== RECORDS SHOWN ==
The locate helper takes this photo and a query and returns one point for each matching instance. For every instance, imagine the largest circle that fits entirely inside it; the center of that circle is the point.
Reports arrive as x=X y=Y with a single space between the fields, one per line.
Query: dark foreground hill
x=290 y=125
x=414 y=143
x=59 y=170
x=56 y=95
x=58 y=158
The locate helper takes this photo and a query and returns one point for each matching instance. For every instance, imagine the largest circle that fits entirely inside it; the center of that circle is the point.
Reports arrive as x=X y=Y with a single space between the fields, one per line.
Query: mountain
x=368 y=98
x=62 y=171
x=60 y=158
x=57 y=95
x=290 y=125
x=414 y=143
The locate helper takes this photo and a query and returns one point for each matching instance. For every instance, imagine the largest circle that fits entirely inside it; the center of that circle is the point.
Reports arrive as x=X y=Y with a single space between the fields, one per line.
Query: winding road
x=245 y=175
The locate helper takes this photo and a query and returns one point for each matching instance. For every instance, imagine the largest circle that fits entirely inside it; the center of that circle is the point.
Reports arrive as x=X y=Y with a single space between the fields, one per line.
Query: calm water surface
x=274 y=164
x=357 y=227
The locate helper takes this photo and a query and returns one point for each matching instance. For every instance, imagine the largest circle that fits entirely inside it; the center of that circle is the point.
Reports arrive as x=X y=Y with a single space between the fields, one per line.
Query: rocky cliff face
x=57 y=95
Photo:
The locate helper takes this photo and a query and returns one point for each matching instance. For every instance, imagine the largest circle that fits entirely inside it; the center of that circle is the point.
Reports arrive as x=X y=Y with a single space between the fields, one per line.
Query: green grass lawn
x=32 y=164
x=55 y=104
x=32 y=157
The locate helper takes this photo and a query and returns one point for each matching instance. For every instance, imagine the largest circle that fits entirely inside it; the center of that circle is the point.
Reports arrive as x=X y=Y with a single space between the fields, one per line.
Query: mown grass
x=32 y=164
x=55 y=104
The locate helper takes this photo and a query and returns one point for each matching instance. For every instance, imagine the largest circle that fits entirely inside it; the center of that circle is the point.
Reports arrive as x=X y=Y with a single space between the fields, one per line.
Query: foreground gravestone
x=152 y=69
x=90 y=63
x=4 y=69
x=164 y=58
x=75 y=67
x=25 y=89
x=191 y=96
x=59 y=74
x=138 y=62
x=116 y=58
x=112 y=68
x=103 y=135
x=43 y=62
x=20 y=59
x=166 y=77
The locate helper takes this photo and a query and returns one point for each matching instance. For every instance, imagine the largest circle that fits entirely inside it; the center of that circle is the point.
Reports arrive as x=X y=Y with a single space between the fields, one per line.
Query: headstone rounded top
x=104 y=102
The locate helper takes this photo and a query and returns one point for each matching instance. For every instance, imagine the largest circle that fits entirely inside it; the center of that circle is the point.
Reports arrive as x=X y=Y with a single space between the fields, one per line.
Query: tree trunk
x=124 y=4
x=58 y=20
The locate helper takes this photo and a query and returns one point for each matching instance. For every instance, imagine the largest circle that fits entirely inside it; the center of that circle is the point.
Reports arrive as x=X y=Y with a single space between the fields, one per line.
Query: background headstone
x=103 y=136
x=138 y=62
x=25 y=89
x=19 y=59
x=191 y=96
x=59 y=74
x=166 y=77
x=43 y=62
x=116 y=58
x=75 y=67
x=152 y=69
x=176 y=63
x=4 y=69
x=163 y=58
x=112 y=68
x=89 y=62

== TASK DIRECTIONS ==
Render the records as a JSON list of strings, one string per line and no blank lines. Begin at the start of the records and stop after the line that contains "x=245 y=175", including that line.

== TASK OUTPUT ==
[
  "The locate helper takes this photo and a query and returns one point for each matching instance. For every instance, imagine the largest circle that fits entirely inside it; the center of that circle is the point.",
  "Reports arrive as x=X y=Y with a single space between the fields, one per line.",
  "Query: dark foreground hill",
  "x=290 y=125",
  "x=414 y=143",
  "x=59 y=170",
  "x=56 y=95",
  "x=58 y=158",
  "The locate helper takes this photo and a query and returns one point for each matching instance. For every instance, imagine the largest circle that fits entirely inside it; the center of that circle is the point.",
  "Reports arrive as x=X y=Y with a single space between the fields, one per line.",
  "Query: mountain",
  "x=368 y=98",
  "x=62 y=171",
  "x=60 y=158",
  "x=57 y=95",
  "x=290 y=125",
  "x=414 y=143",
  "The locate helper takes this photo and a query and returns one point for each matching instance. For every instance, imagine the largest circle that fits entirely inside it; the center of that circle is the point.",
  "Reports arrive as x=X y=Y with a single space between the fields, one per line.",
  "Query: winding road",
  "x=245 y=175"
]